Work to be completed.
Rewrite the listing below from the line that contains "TARGET: wooden skid base" through its final line, including both ends and the requests, and give only those lines. In each answer, rescale every point coordinate by multiplying it by 1.75 and rounding to the nearest whole number, with halves rounded up.

Materials provided.
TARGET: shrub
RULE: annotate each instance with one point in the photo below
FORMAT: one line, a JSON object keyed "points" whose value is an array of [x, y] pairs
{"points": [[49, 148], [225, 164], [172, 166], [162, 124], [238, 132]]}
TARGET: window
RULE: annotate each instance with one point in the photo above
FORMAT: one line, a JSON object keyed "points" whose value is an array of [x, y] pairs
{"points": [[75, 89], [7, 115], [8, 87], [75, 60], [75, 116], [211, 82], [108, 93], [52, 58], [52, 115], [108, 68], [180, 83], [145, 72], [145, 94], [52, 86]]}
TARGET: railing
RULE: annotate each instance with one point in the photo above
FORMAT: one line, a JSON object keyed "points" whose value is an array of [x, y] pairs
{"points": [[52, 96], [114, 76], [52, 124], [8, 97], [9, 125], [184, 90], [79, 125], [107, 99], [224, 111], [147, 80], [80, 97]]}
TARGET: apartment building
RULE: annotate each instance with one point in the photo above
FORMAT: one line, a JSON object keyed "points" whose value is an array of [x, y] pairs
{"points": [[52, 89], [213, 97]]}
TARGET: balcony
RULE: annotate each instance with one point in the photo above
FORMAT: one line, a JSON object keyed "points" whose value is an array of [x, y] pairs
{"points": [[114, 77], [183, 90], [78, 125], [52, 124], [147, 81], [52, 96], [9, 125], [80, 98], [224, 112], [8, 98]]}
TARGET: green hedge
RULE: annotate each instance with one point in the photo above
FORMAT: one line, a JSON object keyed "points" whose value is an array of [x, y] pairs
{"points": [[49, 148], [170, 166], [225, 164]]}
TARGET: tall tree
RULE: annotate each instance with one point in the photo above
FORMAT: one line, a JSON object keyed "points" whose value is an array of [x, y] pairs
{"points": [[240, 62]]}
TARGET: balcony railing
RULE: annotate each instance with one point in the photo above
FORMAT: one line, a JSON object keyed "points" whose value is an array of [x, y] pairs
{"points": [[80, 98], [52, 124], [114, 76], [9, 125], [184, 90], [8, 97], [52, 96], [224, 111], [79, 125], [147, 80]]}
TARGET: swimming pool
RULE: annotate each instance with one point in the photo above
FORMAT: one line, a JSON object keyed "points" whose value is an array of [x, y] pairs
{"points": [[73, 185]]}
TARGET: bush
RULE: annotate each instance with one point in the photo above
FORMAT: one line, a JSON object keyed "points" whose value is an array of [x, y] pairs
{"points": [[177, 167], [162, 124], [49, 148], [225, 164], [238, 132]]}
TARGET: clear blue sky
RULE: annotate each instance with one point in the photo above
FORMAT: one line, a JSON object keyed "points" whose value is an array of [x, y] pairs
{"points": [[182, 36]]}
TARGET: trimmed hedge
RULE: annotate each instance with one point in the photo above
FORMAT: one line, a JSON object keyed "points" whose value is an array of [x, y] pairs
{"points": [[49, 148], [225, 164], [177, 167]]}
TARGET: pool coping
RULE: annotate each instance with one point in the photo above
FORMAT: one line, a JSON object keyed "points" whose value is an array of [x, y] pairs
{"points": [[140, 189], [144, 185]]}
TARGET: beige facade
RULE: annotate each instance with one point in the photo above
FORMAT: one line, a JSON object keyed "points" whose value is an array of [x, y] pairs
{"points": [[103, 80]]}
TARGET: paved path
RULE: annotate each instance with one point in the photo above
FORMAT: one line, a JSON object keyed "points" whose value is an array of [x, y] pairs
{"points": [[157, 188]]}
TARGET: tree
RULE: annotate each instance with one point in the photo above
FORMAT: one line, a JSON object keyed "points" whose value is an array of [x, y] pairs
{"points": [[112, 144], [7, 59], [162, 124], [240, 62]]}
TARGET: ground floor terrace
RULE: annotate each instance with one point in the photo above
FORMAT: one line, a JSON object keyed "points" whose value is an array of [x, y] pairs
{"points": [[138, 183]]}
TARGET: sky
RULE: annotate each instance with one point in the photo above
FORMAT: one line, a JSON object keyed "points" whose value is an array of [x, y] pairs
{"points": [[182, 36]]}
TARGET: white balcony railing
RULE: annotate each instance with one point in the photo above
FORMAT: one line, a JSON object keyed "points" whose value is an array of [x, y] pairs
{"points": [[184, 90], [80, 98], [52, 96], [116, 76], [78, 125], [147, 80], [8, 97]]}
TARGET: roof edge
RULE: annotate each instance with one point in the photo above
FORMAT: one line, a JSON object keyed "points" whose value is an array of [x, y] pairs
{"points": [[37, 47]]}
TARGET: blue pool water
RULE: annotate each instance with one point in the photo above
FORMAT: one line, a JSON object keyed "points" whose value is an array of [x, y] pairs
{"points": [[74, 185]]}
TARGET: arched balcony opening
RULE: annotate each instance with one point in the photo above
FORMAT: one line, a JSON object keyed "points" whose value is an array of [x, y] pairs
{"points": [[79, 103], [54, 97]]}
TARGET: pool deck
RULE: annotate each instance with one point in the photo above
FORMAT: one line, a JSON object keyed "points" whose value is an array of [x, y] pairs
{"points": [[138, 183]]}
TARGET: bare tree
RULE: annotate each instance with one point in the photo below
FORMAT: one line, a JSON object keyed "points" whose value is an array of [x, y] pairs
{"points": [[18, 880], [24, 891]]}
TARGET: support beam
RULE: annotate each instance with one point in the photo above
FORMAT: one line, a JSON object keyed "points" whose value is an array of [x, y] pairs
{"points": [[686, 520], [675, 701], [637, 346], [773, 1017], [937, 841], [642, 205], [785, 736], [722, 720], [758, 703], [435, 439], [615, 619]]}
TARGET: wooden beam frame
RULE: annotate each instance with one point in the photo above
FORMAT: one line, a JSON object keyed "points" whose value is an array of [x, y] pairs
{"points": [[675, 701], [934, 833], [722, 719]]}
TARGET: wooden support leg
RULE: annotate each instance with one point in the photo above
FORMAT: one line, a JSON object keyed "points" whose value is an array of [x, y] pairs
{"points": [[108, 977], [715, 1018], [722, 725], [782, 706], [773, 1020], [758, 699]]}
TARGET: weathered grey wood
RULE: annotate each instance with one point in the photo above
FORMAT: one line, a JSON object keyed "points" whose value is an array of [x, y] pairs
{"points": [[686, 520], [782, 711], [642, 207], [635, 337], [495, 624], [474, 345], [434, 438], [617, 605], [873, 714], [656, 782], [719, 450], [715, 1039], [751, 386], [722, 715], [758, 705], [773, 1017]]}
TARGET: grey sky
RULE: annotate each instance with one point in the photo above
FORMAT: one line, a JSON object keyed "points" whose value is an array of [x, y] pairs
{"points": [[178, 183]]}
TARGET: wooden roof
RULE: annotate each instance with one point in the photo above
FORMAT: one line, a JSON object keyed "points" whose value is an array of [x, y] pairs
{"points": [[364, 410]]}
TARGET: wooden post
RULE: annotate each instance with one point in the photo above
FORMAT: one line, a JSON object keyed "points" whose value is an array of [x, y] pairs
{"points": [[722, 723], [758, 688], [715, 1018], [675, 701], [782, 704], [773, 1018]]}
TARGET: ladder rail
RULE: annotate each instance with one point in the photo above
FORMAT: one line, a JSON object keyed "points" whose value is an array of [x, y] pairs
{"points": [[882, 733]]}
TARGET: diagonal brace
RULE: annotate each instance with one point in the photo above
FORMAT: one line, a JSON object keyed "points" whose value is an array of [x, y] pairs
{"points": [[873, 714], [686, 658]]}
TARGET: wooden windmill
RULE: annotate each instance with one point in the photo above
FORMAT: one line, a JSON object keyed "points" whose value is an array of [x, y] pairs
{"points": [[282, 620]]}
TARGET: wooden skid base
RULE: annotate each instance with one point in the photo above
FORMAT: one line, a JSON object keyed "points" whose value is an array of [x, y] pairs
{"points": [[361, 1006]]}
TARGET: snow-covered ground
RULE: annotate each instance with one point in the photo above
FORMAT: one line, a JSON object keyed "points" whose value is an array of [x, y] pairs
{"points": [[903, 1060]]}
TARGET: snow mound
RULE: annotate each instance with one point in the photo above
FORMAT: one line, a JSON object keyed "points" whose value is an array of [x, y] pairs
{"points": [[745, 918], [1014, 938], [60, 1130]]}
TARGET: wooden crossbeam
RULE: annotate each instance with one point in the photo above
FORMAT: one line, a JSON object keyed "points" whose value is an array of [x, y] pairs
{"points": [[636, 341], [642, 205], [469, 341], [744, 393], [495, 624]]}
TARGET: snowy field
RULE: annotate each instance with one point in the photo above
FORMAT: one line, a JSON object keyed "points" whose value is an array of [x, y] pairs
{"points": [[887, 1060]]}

Solution to the exercise.
TARGET: wooden skid base
RULE: annotate each instance with one point in the photo above
FORMAT: one line, a JSON object keyed "points" whose value is an array of [x, y] pairs
{"points": [[632, 1761]]}
TARGET: snow-covered ground
RULE: annotate each instance with one point in the photo above
FORMAT: one line, a JSON object keyed "points" whose value is an array of [x, y] pairs
{"points": [[1580, 1855]]}
TARGET: snow mound
RULE: annotate each instance with one point in the photo above
FORMAT: one line, a JSON object keyed "points" whose value is an array of [x, y] pairs
{"points": [[1304, 1607], [1775, 1642], [105, 1978]]}
TARGET: wooden crossbeam
RULE: annotate each instance with one point in the photo above
FORMAT: one line, a JSON object keyed "points" whose value is an array of [x, y] pairs
{"points": [[1113, 597], [1124, 359], [821, 597], [1302, 688], [866, 1092]]}
TARGET: snowy field
RULE: annotate each instance with one point in the photo above
FORMAT: one line, a JSON object keyed "points" whose value is an array of [x, y] pairs
{"points": [[1552, 1855]]}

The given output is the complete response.